[TASKS AND EXERCISES]
a) Summarize the article on Australia's World Cup campaign in two sentences.
b) From the article on Australia's World Cup campaign, write out word for word the stretch from "On arrival in" through "control the outcome.".
c) Carry the article on Australia's World Cup campaign forward from the point where it stops.

___ EXCERPT PROVIDED

Australian coach Matthew Mott and his support team will find out if his group of players are resilient when they take on Sri Lanka on Monday. The Australians didn’t have the perfect start to their World Cup campaign. The No.1 side struggled to chase down India’s total of 132 on a pitch that had low, slow sub-continental qualities.

Meg Lanning and the Australians need to kick-start their World Cup campaign against Sri Lanka after losing to India on Friday night.Credit:Getty Images

On arrival in Perth, captain Meg Lanning was saying all the right things. “Cricket is a very up and down game. There are highs and lows all the time and you have to get used to it as a cricketer. Every World Cup that I have been involved in, we have lost a game in the group stages. You need to be able to bounce back.”

While it wouldn’t be panic stations in the Australian team, I wouldn’t be surprised if a few players start to let doubts creep into their minds. Thankfully, the Australians have chosen to travel with sports psychologist Peter Clarke, who will play an important role in keeping players in the here and now. As an athlete you can be easily be consumed by past performances, or look too far into the future, not to mention get caught up in the gravity of a home World Cup. The best place to be is in the present, where you can control the outcome.

One player who has already shown resilience is Alyssa Healy. Player of the Tournament in the previous edition of the T20 World Cup in 2018, her build-up to this tournament was a string of single-figure scores, the most in her entire career. Given the task to go at the bowlers from ball one, it is difficult when luck hasn’t been on your side. On the opening night of the tournament, Healy was able to find the middle of the bat and, more importantly, the gaps to get Australia off to a good start.

Sri Lanka, No.8 in the world, have already shown that they are team that you can’t take lightly. In the warm-up fixtures, they took out one of the top contenders for the title, England, by chasing down their modest total of 122 without losing a wicket.

______
___ EXTRACTED MATERIAL

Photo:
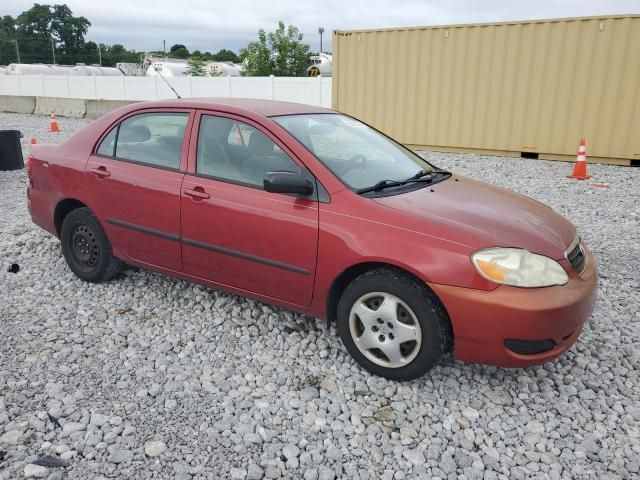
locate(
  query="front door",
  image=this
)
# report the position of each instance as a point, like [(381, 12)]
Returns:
[(135, 178), (233, 232)]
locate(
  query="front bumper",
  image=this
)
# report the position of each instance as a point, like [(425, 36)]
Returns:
[(482, 320)]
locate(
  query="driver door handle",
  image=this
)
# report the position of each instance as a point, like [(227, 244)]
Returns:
[(197, 193), (100, 172)]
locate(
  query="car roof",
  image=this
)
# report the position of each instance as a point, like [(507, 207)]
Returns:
[(267, 108)]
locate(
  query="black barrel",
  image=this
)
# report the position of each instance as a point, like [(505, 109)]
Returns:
[(10, 150)]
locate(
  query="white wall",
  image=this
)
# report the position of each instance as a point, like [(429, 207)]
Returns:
[(312, 91)]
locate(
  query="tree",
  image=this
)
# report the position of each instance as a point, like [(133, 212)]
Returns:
[(7, 40), (175, 47), (280, 53), (44, 26), (195, 67), (181, 52), (257, 57), (224, 55)]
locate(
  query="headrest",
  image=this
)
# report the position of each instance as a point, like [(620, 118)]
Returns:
[(216, 128), (260, 143), (134, 132)]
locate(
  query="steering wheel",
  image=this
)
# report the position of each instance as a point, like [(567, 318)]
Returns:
[(358, 161)]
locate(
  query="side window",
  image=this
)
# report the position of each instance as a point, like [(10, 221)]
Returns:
[(152, 138), (236, 151), (108, 145)]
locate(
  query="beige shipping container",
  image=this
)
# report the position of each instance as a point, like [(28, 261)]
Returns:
[(502, 88)]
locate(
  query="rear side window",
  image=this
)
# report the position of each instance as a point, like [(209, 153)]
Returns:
[(108, 145), (149, 138)]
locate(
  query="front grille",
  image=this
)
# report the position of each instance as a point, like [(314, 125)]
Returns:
[(576, 257)]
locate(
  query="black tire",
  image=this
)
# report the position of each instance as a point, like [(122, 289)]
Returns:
[(434, 325), (86, 247)]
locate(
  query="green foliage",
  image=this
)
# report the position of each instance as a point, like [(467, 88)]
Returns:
[(175, 47), (280, 53), (195, 67), (224, 55), (181, 52), (42, 27)]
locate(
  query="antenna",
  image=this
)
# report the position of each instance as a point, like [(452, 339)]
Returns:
[(165, 80)]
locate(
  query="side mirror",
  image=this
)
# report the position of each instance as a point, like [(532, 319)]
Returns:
[(287, 182)]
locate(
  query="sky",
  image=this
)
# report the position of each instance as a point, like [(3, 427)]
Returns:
[(214, 24)]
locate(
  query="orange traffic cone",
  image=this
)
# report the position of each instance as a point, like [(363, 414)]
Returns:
[(580, 167), (53, 123)]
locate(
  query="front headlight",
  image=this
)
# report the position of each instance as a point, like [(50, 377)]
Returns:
[(518, 268)]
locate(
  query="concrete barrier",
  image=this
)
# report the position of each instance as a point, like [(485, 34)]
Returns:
[(96, 108), (17, 104), (64, 107)]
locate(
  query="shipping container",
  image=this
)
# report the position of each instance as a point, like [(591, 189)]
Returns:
[(530, 88)]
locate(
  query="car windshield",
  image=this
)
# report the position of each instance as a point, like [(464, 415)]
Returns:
[(357, 154)]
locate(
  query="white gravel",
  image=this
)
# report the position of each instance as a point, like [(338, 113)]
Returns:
[(151, 377)]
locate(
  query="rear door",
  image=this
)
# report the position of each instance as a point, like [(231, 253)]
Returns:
[(233, 232), (135, 178)]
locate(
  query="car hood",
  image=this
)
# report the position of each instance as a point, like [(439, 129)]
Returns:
[(481, 216)]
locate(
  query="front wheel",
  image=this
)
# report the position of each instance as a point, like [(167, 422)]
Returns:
[(393, 325), (86, 247)]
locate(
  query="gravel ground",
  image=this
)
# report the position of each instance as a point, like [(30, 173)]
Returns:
[(151, 377)]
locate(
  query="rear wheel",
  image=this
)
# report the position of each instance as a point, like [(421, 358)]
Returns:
[(86, 247), (392, 325)]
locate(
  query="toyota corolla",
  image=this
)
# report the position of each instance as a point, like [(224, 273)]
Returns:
[(317, 212)]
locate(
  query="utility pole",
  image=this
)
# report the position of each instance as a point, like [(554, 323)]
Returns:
[(320, 31)]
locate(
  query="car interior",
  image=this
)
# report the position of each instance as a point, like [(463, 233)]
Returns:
[(238, 153)]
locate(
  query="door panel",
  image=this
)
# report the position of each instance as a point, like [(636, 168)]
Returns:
[(139, 207), (233, 232), (250, 239), (135, 180)]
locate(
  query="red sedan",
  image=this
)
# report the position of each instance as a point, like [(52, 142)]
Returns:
[(317, 212)]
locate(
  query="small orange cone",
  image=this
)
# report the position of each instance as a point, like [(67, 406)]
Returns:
[(53, 123), (580, 167)]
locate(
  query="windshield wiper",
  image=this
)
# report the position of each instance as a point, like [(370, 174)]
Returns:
[(420, 176), (424, 173)]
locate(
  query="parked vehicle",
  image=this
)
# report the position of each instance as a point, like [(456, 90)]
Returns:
[(317, 212)]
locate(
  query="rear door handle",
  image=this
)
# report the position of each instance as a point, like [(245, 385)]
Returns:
[(196, 193), (100, 172)]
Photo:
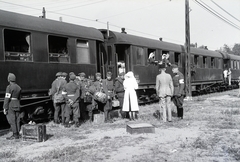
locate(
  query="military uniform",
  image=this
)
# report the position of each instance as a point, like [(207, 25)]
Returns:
[(71, 92), (178, 94), (11, 106), (57, 86), (108, 88)]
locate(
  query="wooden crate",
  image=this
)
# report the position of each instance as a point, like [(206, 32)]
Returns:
[(140, 128), (35, 133), (98, 118)]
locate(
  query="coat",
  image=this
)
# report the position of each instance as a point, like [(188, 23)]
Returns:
[(164, 85), (178, 83), (130, 84), (12, 97)]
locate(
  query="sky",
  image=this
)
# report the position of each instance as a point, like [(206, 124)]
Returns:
[(147, 18)]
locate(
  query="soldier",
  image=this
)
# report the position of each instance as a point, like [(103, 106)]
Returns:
[(83, 92), (98, 87), (119, 89), (56, 84), (164, 90), (108, 89), (71, 93), (11, 106), (178, 94)]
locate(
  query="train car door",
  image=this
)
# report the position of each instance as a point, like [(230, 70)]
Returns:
[(123, 60), (102, 60)]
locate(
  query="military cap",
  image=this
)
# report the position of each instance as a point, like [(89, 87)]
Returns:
[(82, 74), (11, 77), (71, 73), (174, 66), (98, 74), (64, 74), (59, 74), (72, 77), (121, 74), (161, 66), (109, 74)]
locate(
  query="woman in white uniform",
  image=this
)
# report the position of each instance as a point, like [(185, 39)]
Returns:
[(130, 102)]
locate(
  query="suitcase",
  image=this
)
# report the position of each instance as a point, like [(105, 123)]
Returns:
[(35, 133)]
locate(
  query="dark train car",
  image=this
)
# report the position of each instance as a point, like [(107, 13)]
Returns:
[(35, 49), (233, 64), (134, 52), (207, 68)]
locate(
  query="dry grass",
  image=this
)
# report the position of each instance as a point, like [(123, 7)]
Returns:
[(210, 131)]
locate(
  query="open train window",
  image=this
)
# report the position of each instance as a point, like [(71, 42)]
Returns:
[(58, 51), (140, 56), (17, 45), (151, 55), (177, 59), (231, 64), (196, 61), (205, 62), (83, 53)]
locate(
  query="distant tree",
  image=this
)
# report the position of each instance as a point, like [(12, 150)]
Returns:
[(236, 49)]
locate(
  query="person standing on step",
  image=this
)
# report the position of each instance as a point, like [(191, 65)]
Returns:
[(130, 102), (164, 90), (11, 106), (178, 94), (108, 87)]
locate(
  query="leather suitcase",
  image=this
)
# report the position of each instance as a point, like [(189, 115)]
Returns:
[(35, 133)]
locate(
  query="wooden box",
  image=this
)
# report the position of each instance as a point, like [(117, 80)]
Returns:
[(140, 128), (98, 118), (34, 132)]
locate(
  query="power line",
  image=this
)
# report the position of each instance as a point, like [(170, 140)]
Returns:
[(80, 5), (225, 11), (130, 11), (212, 12), (81, 18)]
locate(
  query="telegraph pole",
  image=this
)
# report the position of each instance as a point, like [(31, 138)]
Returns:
[(188, 85)]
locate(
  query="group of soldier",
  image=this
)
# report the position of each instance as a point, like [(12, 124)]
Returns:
[(77, 99)]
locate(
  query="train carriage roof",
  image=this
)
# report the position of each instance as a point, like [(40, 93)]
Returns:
[(31, 23), (205, 52), (121, 38), (234, 57)]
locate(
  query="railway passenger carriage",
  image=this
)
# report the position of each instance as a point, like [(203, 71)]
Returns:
[(35, 49)]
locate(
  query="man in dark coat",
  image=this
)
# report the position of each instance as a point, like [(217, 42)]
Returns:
[(178, 94), (71, 93), (11, 106), (119, 90), (108, 88)]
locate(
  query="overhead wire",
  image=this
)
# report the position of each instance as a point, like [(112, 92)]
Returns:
[(217, 15), (82, 18), (225, 11)]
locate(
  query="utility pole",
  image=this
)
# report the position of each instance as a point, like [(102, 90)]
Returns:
[(188, 85), (44, 13)]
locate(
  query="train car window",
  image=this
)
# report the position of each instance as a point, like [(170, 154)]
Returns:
[(219, 63), (140, 56), (205, 62), (83, 52), (177, 59), (17, 45), (212, 62), (58, 51), (151, 55), (196, 61)]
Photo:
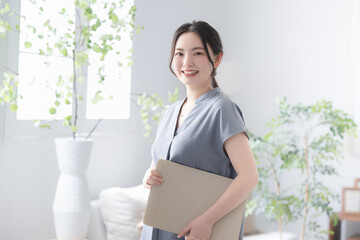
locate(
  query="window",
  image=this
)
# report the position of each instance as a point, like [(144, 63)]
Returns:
[(39, 73)]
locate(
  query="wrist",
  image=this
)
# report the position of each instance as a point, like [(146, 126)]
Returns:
[(208, 218)]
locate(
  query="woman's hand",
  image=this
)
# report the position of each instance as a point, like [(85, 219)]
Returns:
[(199, 228), (152, 178)]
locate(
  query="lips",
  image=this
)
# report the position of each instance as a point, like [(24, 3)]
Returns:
[(190, 73)]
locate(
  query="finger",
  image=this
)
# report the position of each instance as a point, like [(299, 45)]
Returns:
[(156, 173), (184, 231), (153, 183), (155, 178), (147, 186)]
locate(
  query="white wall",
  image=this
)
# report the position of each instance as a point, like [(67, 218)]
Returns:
[(272, 49)]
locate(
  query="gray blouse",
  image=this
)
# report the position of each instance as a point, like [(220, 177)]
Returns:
[(198, 142)]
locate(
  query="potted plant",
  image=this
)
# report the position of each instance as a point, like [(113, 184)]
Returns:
[(76, 39), (306, 141)]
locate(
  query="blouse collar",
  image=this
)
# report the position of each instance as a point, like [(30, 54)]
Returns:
[(213, 92)]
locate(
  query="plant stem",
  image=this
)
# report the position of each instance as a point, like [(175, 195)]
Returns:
[(306, 186), (278, 194), (97, 123), (74, 94)]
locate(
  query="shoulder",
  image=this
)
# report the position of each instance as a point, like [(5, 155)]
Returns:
[(171, 108), (222, 103)]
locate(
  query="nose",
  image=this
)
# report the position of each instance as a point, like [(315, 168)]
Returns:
[(188, 60)]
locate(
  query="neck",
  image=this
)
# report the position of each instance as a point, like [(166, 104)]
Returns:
[(194, 92)]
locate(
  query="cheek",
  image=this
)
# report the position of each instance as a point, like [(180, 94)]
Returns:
[(205, 64)]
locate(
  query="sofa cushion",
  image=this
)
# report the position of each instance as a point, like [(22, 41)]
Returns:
[(122, 210), (272, 236)]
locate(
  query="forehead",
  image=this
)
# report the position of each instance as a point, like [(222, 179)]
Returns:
[(189, 40)]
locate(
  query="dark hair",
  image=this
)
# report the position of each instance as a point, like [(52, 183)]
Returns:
[(208, 35)]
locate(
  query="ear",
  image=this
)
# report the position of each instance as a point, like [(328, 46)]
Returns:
[(218, 59)]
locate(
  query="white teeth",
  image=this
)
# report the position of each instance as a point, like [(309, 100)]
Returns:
[(190, 72)]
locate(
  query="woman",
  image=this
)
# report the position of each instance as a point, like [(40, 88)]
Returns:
[(205, 130)]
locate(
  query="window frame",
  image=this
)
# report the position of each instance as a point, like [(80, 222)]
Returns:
[(14, 129)]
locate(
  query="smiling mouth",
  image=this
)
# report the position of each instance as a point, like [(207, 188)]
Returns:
[(189, 73)]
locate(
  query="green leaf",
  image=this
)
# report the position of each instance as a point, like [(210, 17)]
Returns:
[(27, 45), (43, 126), (14, 107), (52, 110), (66, 123), (73, 128)]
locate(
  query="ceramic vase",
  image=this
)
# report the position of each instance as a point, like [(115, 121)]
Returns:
[(72, 203)]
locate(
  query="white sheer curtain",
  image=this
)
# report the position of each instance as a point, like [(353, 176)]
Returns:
[(352, 77)]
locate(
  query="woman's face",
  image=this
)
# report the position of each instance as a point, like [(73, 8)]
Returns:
[(190, 62)]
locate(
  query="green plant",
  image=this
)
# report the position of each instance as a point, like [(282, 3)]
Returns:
[(152, 107), (75, 38), (304, 141)]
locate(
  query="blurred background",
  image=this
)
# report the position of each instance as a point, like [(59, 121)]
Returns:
[(303, 50)]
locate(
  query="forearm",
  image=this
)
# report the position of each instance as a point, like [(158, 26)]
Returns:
[(234, 195)]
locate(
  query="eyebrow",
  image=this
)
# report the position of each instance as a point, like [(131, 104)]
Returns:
[(195, 48)]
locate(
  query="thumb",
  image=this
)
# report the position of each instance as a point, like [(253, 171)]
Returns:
[(184, 231)]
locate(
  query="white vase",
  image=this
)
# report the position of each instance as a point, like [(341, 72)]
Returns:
[(72, 203)]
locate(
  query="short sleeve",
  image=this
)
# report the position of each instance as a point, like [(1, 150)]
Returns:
[(231, 120)]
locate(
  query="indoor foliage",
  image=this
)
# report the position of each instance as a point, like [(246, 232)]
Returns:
[(152, 107), (304, 145), (71, 44)]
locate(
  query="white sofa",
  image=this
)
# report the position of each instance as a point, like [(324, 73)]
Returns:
[(118, 213)]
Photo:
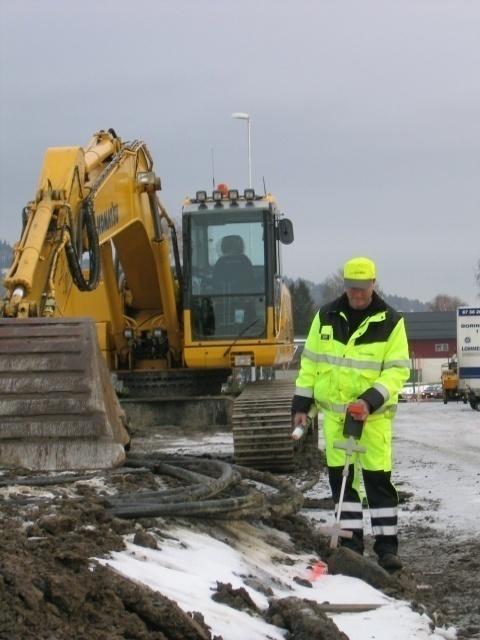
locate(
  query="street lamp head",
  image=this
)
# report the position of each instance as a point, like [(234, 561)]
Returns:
[(241, 116)]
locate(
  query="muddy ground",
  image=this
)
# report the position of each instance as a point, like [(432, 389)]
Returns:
[(50, 590)]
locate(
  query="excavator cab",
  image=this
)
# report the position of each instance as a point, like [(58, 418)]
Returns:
[(236, 309)]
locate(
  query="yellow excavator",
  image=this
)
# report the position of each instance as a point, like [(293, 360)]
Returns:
[(96, 286)]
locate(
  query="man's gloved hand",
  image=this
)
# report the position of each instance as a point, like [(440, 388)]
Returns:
[(299, 423), (359, 410)]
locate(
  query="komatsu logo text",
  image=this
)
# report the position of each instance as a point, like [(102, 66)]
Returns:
[(108, 218)]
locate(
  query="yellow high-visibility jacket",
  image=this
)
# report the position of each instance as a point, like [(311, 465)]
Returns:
[(338, 368)]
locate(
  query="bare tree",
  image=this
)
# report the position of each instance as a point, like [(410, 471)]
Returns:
[(332, 287), (443, 302)]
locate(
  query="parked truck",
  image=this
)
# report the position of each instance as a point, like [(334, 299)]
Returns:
[(468, 354)]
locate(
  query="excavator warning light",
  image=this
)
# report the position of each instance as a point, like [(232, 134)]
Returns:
[(148, 181)]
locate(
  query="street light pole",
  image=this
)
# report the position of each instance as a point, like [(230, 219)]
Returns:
[(246, 116)]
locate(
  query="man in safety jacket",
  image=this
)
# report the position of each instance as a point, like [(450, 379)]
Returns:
[(356, 360)]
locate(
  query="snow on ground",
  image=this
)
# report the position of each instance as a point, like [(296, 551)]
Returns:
[(437, 449)]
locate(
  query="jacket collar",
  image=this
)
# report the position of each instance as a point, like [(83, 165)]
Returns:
[(341, 304)]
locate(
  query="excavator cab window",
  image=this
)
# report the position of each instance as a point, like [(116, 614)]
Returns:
[(226, 274)]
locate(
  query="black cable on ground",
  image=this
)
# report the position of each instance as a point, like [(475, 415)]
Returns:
[(202, 494)]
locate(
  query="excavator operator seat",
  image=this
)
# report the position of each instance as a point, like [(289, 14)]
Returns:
[(233, 271)]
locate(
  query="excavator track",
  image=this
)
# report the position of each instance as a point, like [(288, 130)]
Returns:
[(262, 426)]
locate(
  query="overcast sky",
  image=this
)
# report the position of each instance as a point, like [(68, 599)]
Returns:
[(365, 116)]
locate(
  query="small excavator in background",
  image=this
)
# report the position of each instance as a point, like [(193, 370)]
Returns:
[(449, 380), (97, 286)]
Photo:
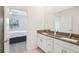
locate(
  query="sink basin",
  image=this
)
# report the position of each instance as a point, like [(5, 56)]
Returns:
[(45, 33), (68, 39)]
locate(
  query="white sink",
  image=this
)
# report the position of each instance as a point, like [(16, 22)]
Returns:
[(68, 39), (45, 33)]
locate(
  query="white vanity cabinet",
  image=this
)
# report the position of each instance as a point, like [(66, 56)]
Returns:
[(52, 45), (76, 24), (61, 49), (42, 42), (45, 43), (65, 47)]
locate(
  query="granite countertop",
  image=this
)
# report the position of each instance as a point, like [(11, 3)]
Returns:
[(59, 35)]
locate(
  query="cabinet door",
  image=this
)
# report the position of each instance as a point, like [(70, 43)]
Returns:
[(50, 45), (58, 49), (42, 42), (66, 24), (76, 24)]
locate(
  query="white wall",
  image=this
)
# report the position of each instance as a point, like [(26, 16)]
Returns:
[(1, 28), (39, 17)]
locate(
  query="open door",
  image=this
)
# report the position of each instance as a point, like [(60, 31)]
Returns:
[(6, 29)]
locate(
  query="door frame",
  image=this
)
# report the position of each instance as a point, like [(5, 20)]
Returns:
[(6, 29)]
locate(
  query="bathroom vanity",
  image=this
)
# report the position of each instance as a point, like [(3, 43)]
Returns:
[(57, 43)]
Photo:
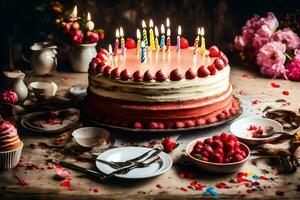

______

[WRITTEN RESPONSES]
a) After losing to India, Australia must show resilience against Sri Lanka, and captain Meg Lanning said a World Cup side needs to bounce back from a group-stage loss. Alyssa Healy has already shown resilience by finding the middle of the bat on the opening night after a string of single-figure scores, while Sri Lanka, ranked No.8, beat England in a warm-up by chasing down 122 without losing a wicket.

b)
On arrival in Perth, captain Meg Lanning was saying all the right things. “Cricket is a very up and down game. There are highs and lows all the time and you have to get used to it as a cricketer. Every World Cup that I have been involved in, we have lost a game in the group stages. You need to be able to bounce back.”

While it wouldn’t be panic stations in the Australian team, I wouldn’t be surprised if a few players start to let doubts creep into their minds. Thankfully, the Australians have chosen to travel with sports psychologist Peter Clarke, who will play an important role in keeping players in the here and now. As an athlete you can be easily be consumed by past performances, or look too far into the future, not to mention get caught up in the gravity of a home World Cup. The best place to be is in the present, where you can control the outcome.

c)
The star that day was their captain, Chamari Atapattu, who clubbed an unbeaten 78 runs off 50 deliveries and also collected 3-21. Atapattu is no stranger to the Australian side and has inflicted many a nightmare for Lanning and her bowlers. In the 2017 50-over World Cup, Atapattu scored an unbeaten 178 that included 22 fours and six sixes. As recently as the start of the Australian summer, she scored 113 off 66 deliveries.

An area that Australia will look to improve is their middle order, who succumbed to Indian leg spinner Poonam Yadav’s guile. Sri Lanka don’t have the class of Yadav however their spin contingent of Siriwardena, Atapattu, Kumari and Dilhari have the ability to squeeze the Australian side.

In group A, known as the “group of death,” there are no easy matches for Australia. The equation is simple: just win every game to ensure that they are in the top two of their pool to progress to the semi-finals.

Both teams can expect favourable batting conditions, with the extra pace and bounce synonymous with the WACA pitch and a fast outfield. If Atapattu and her fellow top order batters get on a roll, and with Australia having already dropped their first match, the home side will need to show gritty determination to get the campaign back on track.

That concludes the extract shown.